# [What to produce]
Can you set out every line of the items below as a Markdown table with the columns No. and Line, skipping blank lines and leaving out the pictures?

(Saved entries)
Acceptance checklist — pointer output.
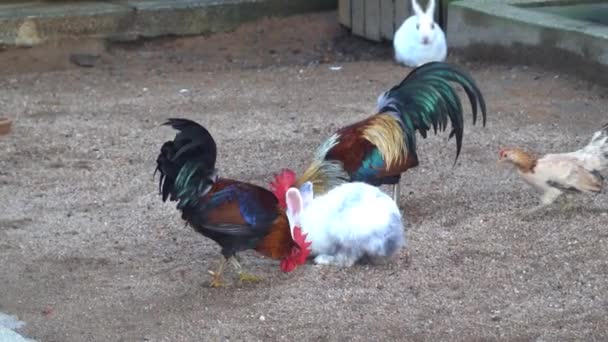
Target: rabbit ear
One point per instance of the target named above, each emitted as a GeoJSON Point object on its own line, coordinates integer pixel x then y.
{"type": "Point", "coordinates": [294, 201]}
{"type": "Point", "coordinates": [417, 9]}
{"type": "Point", "coordinates": [307, 193]}
{"type": "Point", "coordinates": [430, 8]}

# [Written response]
| No. | Line |
|---|---|
| 1 | Acceptance checklist — pointer output. |
| 2 | Target: rabbit ear |
| 3 | One point per instance of the target named above, each emitted as a GeoJSON Point object on its own line, coordinates integer pixel x then y. |
| 4 | {"type": "Point", "coordinates": [294, 201]} |
| 5 | {"type": "Point", "coordinates": [417, 9]} |
| 6 | {"type": "Point", "coordinates": [307, 193]} |
| 7 | {"type": "Point", "coordinates": [430, 8]} |